By RAMIT PLUSHNICK-MASTI, aug 13, Associated Press Writer , JERUSALEM – After a stormy debate Sunday, Israel’s Cabinet approved a Mideast cease-fire, agreeing to silence the army’s guns in less than 24 hours. The Israeli military embarked on a last-minute push to devastate Hezbollah, rocketing south Beirut with at least 20 missiles. The 24-0 vote, with one abstention, came a day after the Lebanese government approved the agreement, and Hezbollah leader Hassan Nasrallah gave his grudging consent. The truce was to take effect Monday morning.As the vote took place, Israeli shells slammed into the hard-hit Dahiyeh suburb, a Hezbollah stronghold just south of Beirut, Lebanese television stations said. Al-Arabiya said several buildings were destroyed.

--------------------------------------------------

» Required action 1:
Reproduce the cease-fire report word for word, from "By RAMIT PLUSHNICK-MASTI, aug" through "buildings were destroyed.".
» Required action 2:
According to the cease-fire report, what was the result of the Israeli Cabinet's vote?
» Required action 3:
Name every city or suburb mentioned in the cease-fire report.
Rely only on the text for this work.

Referring expression pointing data:

--------------------------------------------------

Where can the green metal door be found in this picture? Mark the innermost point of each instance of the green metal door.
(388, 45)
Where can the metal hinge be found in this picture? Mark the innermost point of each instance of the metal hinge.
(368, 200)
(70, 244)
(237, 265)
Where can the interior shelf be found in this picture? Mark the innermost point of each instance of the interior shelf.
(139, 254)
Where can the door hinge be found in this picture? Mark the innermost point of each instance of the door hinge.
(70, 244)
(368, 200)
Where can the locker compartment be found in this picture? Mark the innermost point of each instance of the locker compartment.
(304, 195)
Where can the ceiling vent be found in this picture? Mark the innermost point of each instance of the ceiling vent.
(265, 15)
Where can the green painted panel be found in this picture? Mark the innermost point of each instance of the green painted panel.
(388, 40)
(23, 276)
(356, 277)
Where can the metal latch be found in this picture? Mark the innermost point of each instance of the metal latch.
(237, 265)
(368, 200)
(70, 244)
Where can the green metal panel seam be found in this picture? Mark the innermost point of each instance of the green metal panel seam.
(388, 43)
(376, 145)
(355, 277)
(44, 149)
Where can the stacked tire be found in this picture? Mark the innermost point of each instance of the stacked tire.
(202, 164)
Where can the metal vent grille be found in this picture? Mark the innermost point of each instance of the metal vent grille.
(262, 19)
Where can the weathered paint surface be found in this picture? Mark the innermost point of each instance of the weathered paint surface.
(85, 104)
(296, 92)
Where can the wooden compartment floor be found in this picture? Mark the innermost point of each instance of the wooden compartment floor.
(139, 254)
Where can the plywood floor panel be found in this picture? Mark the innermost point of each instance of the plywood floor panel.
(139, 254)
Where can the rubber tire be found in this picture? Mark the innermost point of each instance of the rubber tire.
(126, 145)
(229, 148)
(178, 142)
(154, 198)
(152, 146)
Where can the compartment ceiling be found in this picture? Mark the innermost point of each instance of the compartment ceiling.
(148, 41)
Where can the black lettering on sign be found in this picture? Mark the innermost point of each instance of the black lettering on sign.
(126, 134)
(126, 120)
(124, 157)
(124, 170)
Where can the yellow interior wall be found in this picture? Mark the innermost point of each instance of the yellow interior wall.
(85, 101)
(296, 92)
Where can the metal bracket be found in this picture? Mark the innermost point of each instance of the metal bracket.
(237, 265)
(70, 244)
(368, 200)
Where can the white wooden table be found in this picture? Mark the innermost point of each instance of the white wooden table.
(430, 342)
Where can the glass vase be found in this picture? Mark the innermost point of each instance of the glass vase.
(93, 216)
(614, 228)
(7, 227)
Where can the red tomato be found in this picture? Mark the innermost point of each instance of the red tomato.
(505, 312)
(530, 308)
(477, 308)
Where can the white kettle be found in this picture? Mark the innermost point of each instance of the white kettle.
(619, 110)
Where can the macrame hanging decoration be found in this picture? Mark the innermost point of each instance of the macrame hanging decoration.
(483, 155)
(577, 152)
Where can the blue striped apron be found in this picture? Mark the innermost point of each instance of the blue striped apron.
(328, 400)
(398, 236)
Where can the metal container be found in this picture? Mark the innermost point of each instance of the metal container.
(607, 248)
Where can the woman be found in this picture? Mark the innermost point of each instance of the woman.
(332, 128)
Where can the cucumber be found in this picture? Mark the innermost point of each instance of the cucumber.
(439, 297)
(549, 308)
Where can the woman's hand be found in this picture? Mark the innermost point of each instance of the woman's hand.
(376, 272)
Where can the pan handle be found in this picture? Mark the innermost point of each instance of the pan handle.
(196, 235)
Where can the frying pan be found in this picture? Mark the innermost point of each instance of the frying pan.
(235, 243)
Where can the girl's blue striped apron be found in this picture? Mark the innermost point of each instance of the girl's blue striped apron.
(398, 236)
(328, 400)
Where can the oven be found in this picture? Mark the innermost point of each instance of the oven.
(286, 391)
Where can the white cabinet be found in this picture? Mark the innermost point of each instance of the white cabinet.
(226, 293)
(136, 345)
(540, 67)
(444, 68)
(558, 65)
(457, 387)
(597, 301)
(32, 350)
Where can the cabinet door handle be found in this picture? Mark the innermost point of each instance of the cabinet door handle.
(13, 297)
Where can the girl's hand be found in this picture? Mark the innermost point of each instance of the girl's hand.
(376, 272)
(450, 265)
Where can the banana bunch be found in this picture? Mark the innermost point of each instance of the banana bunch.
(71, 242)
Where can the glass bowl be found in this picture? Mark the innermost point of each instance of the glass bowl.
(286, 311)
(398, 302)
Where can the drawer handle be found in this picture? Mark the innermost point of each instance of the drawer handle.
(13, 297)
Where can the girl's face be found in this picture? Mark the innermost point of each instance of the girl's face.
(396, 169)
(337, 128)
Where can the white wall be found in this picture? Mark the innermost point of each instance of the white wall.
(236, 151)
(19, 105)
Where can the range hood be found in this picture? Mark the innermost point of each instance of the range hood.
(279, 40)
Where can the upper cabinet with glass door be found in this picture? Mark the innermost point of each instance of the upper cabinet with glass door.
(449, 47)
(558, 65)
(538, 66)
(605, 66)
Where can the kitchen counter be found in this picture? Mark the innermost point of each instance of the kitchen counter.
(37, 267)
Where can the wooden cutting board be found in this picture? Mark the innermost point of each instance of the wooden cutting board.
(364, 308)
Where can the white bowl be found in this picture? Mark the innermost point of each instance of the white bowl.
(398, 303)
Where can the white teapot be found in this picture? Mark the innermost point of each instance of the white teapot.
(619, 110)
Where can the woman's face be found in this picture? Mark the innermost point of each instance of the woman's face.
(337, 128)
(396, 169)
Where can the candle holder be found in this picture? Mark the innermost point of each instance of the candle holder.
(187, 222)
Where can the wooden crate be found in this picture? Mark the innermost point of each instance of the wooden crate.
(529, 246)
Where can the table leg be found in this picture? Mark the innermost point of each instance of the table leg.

--------------------------------------------------

» Solution 1:
By RAMIT PLUSHNICK-MASTI, aug 13, Associated Press Writer , JERUSALEM – After a stormy debate Sunday, Israel’s Cabinet approved a Mideast cease-fire, agreeing to silence the army’s guns in less than 24 hours. The Israeli military embarked on a last-minute push to devastate Hezbollah, rocketing south Beirut with at least 20 missiles. The 24-0 vote, with one abstention, came a day after the Lebanese government approved the agreement, and Hezbollah leader Hassan Nasrallah gave his grudging consent. The truce was to take effect Monday morning.As the vote took place, Israeli shells slammed into the hard-hit Dahiyeh suburb, a Hezbollah stronghold just south of Beirut, Lebanese television stations said. Al-Arabiya said several buildings were destroyed.

» Solution 2:
24-0, with one abstention.

» Solution 3:
Jerusalem, Beirut, Dahiyeh